▶ **WHAT YOU ARE ASKED TO DO**:
Every entry must be duplicated word for word.

Phrase grounding data
........
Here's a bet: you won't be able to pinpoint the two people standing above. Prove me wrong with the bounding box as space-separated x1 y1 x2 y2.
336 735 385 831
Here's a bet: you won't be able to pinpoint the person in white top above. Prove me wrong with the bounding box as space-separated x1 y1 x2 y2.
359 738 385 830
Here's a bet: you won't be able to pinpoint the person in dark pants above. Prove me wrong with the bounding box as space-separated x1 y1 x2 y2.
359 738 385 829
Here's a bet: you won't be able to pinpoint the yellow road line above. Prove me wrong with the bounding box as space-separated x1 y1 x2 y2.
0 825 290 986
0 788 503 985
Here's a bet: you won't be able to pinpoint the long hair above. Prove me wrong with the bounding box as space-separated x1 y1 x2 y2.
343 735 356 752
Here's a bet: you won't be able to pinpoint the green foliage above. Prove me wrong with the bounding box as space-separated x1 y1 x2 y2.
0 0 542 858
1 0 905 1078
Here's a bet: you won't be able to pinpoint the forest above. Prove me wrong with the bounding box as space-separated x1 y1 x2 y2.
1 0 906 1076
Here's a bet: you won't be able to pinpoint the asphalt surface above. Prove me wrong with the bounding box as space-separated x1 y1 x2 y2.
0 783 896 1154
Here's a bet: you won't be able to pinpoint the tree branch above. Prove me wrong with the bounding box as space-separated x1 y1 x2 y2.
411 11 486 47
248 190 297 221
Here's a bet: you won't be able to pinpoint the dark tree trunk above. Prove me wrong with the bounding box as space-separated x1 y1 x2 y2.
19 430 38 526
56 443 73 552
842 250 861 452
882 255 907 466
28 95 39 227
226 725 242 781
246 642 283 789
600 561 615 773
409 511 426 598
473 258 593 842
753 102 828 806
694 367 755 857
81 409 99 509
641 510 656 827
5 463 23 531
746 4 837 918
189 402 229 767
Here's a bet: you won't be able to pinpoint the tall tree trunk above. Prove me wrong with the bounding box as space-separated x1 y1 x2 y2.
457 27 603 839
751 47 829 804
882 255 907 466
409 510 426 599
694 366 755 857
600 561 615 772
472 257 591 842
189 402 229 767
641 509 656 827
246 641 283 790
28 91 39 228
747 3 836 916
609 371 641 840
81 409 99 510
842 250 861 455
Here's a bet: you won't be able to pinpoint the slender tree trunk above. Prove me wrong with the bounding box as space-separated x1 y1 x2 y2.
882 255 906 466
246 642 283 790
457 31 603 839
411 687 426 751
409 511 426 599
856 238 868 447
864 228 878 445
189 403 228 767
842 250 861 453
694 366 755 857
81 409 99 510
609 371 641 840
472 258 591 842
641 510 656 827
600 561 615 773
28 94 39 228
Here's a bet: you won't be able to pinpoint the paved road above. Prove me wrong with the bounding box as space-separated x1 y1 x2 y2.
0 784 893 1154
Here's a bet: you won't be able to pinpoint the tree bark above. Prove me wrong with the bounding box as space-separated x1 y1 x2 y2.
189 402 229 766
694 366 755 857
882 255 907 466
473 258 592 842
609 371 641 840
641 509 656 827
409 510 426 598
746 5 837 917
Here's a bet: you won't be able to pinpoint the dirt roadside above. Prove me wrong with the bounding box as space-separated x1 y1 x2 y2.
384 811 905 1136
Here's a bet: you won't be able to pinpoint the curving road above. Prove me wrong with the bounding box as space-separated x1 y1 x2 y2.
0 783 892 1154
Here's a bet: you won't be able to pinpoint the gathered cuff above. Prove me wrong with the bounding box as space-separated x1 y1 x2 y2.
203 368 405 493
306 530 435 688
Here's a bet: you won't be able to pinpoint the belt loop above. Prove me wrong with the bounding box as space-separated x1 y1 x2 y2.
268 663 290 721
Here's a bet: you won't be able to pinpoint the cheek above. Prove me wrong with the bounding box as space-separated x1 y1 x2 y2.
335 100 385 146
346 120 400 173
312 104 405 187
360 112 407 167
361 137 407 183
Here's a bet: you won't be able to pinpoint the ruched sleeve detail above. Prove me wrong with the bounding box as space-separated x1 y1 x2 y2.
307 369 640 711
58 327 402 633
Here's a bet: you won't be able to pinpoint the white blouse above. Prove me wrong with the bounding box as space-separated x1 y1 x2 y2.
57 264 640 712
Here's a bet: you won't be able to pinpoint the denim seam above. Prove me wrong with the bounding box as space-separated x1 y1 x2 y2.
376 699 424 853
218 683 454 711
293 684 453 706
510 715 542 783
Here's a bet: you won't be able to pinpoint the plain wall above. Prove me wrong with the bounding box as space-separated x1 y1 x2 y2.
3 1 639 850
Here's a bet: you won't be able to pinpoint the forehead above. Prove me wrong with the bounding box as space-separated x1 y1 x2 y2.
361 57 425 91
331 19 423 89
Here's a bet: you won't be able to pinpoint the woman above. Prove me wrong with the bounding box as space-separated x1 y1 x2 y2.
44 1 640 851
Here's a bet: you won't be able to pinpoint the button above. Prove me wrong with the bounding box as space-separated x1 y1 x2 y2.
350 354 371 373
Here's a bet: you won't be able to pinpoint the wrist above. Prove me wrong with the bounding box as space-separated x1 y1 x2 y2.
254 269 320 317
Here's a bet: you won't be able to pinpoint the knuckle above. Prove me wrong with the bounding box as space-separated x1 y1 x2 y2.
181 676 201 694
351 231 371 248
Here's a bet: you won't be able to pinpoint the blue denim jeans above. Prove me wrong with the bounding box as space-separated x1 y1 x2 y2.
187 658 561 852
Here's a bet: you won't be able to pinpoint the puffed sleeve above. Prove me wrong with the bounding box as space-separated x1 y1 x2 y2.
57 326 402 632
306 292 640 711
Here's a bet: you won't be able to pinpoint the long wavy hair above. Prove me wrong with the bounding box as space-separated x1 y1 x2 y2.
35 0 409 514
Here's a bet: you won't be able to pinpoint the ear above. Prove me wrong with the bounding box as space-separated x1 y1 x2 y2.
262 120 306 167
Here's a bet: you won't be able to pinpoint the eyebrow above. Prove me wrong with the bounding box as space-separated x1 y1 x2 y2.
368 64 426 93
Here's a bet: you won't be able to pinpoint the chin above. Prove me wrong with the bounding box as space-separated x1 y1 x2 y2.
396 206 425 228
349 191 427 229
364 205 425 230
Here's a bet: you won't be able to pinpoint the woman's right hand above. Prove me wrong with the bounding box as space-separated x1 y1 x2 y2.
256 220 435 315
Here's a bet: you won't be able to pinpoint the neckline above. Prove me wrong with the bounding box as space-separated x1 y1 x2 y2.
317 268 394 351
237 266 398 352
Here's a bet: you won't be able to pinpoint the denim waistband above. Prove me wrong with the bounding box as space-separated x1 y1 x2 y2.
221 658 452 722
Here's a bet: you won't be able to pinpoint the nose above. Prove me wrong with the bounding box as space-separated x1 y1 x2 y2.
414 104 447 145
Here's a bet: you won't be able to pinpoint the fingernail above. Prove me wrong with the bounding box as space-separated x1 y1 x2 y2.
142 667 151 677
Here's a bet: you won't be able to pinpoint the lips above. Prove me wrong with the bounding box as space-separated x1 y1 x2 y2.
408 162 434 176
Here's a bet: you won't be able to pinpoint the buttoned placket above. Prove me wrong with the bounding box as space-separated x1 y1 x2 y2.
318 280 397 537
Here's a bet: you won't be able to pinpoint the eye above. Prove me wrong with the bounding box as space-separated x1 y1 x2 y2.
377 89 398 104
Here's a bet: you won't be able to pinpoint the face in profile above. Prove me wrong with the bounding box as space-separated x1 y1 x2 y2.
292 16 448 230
........
▶ **WRITTEN SOLUTION**:
Here's a bet: you won't be able to pinpoint the two people standing above. Prove me wrong with the bounding box as space-separated x1 y1 x2 y2.
336 735 385 831
Here's a bet: you won't be able to pinpoint the person in white top above. Prove me wrong with the bounding box as space-separated x1 y1 x2 y2.
359 738 385 830
Here's a bet: you won't be able to pinpoint the person in dark pants above. Prove me wrong with the bounding box as space-separated x1 y1 x2 y2.
359 738 385 829
Here's a bet: you won't be able to pinpoint the yellow road line above. Prove me wrong with the bounding box as space-separated x1 y1 x2 y2.
0 825 290 986
0 788 503 985
Here's a bet: you won't be able to pinpoint the long hair above. Prove me wrong with the bounding box as space-separated x1 y1 x2 y2.
343 735 356 752
Here's a bet: you won't be able to pinpoint the green foliage above. Prove me wrong with the bounding box as space-separated x1 y1 x2 y2.
0 0 542 858
1 0 905 1078
Here's a bet: you won't be able to pinpoint the forest above. Prove me wrong with the bounding box as space-separated x1 y1 x2 y2.
1 0 906 1076
Here's a bet: you won't be able to pinpoint the asphalt surface above. Prove me wrong with the bounding box as space-separated x1 y1 x2 y2.
0 783 896 1154
Here's a bet: you won't be able to pinpoint the tree branch above. Prove me wrong with the bounding box as space-separated x1 y1 x2 y2.
411 11 486 47
248 190 297 221
Here's a bet: you won't be able to pinpoint the dark tree trunk above. Prove me wrong with the bounding box as space-separated x1 y1 x2 y2.
19 430 38 526
56 443 73 552
842 250 861 452
882 255 907 466
28 95 39 227
226 725 242 781
246 642 283 789
600 561 615 773
409 511 426 598
473 258 593 842
753 102 828 806
694 367 755 857
81 409 99 509
641 510 656 827
5 463 23 531
746 4 837 918
189 402 229 767
Here's a bet: you won't be able to pinpoint the tall tree trunk above. Prove me wrong with the bounding box as space-separated x1 y1 x2 y2.
457 27 603 839
751 47 829 804
882 255 907 466
409 510 426 599
694 366 755 857
600 561 615 772
472 257 591 842
189 402 229 767
641 509 656 827
246 641 283 790
28 91 39 228
747 3 836 916
609 371 641 840
81 409 99 510
842 250 861 455
Here's a bet: you won't be able to pinpoint the slender tree trunk above. Prove me wrong with the bounding box as space-separated x1 y1 x2 y2.
882 255 906 466
246 642 283 790
457 31 603 839
411 687 426 751
409 511 426 599
856 238 868 447
864 228 878 445
189 403 228 767
842 250 861 453
694 366 755 857
81 409 99 510
609 371 641 840
472 258 591 842
641 510 656 827
600 561 615 773
28 94 39 228
Here's a bet: you won't be able to pinpoint the paved road above. Prove me wrong with the bounding box as space-separated x1 y1 x2 y2.
0 784 893 1154
Here's a bet: you won't be able to pinpoint the tree bark above. Prove me wrong with the bounding box as space-separated x1 y1 x2 y2.
189 402 229 766
694 366 755 857
882 255 907 466
473 258 592 842
609 371 641 840
641 509 656 827
409 510 426 598
746 5 837 917
Here's a bet: you won't be able to pinpoint the dirt roadside above. Prove me wrong with the bounding box as space-separated x1 y1 x2 y2.
384 811 905 1136
Here's a bet: you won't be able to pinpoint the curving road above. Prove me wrong with the bounding box as space-separated x1 y1 x2 y2.
0 783 892 1154
Here's a bet: you won't be able to pinpoint the gathered cuff above. Prove me wrong with the bounding box as space-separated x1 y1 x2 y2.
203 368 405 493
306 530 435 688
Here's a bet: you won't be able to pinpoint the belt loop above. Prove me wrong with the bounding box as space-separated x1 y1 x2 y2.
268 663 290 721
Here's a bet: you won't be able to pinpoint the cheek above. Prove me wrong with the bounding box as space-separated x1 y1 x2 y2.
335 100 385 146
346 120 400 173
312 104 405 187
360 112 407 167
361 137 407 183
Here's a bet: you won't be able to pinpoint the ruched sleeve detail above. Prove me wrong with the bounding box as space-separated x1 y1 x2 y2.
307 369 640 711
58 327 402 633
Here's a bet: you won't be able to pinpoint the white blouse above. Prove me wrong with the bounding box as space-separated x1 y1 x2 y2.
57 264 640 712
Here's a bet: you won't be able to pinpoint the denim seam above. Prove me wrong with the bounding box as space-separated x1 y1 x2 y2.
376 699 424 853
218 683 454 711
293 684 453 706
510 715 542 783
Here's a bet: you won't be able to pinpoint the plain wall above. Prove me wrong with the bounding box as space-separated x1 y1 x2 y2.
3 1 639 850
Here's a bet: you won't be able to pinpoint the forehead above. Prove me wrong with the bounding box as space-separated x1 y1 x2 y2.
361 57 425 91
331 19 423 89
Here's a bet: you won't be able to pinpoint the woman above. Prove me wrong with the bounding box as space-separated x1 y1 x2 y2.
44 1 640 851
Here's a bet: you won't be able to pinpoint the button above. Prove me wrong with the bounding box as space-separated x1 y1 x2 y2.
350 354 371 373
Here's a bet: you won't be able to pinpoint the wrist above. Prove me wrong with the bounding box as space-separated x1 y1 x2 y2.
254 269 320 317
Here's a bet: you won't be able to pinpoint the knuckle above. Prove me wrong with the bounding box as space-separated x1 y1 x2 y2.
181 676 201 694
351 231 371 248
Here's a bet: you won't be able to pinpoint the blue denim jeans above. Prove me wrong with the bounding box as space-separated x1 y1 x2 y2.
187 658 561 852
Here's a bet: you won't be able to pinpoint the puffed sleeve above. Prove me wrong with the bounding box as space-separated x1 y1 x2 y2.
57 326 402 632
306 292 640 711
Here's a bet: you won't be able to pinpoint the long wavy hair above. Prove me wrong with the bounding box as space-separated x1 y1 x2 y2.
35 0 409 514
Here's a bet: you won't be able to pinpoint the ear above. Prove me wrong with the bounding box as space-separated x1 y1 x2 y2.
262 120 306 167
Here's a bet: you won't be able to pinpoint the eyebrow above. Prove me wrong with the bounding box as space-separated x1 y1 x2 y2.
368 64 426 93
Here's a bet: you won't be able to pinpoint the chin above. Prove me wrong with the bounding box as space-separated x1 y1 x2 y2.
396 206 425 228
349 191 427 229
364 205 425 230
Here's a bet: you won't be able to pinpoint the woman's right hand above. Prove me wrong with the bounding box as space-separated x1 y1 x2 y2.
256 220 435 315
Here's a bet: you won't be able to pinpoint the neckline above. Prove me wrong with the bounding box as space-separated x1 y1 x2 y2.
317 268 394 351
237 266 398 352
Here's a bet: you won't be able to pinpoint the denim waistband above. Prove me wrong with the bounding box as space-separated x1 y1 x2 y2.
221 658 452 722
Here's a bet: you won't be able to pinpoint the nose above. Prove me wrong with the bounding box as space-separated x1 y1 x2 y2.
414 104 447 145
Here's a bet: you won't be able to pinpoint the fingernail above. Prove me wrong with the bounding box as space-separated x1 y1 x2 y2.
142 667 151 677
Here's a bet: you won't be able to pinpoint the lips above. Prove me wrong with the bounding box as space-separated x1 y1 x2 y2.
408 162 434 176
Here's a bet: you won't be able to pinpoint the buttoned placket above. Prove me wrong with the bounding box as space-separated x1 y1 x2 y2.
318 280 397 537
Here's a bet: you won't be able to pinpoint the eye above. Prove me wrong with the bounding box as space-separated x1 y1 x2 y2.
377 89 398 104
Here's a bet: you won't be able to pinpoint the face in profile above. Prove me wrong with the bounding box as space-separated x1 y1 x2 y2.
292 16 448 230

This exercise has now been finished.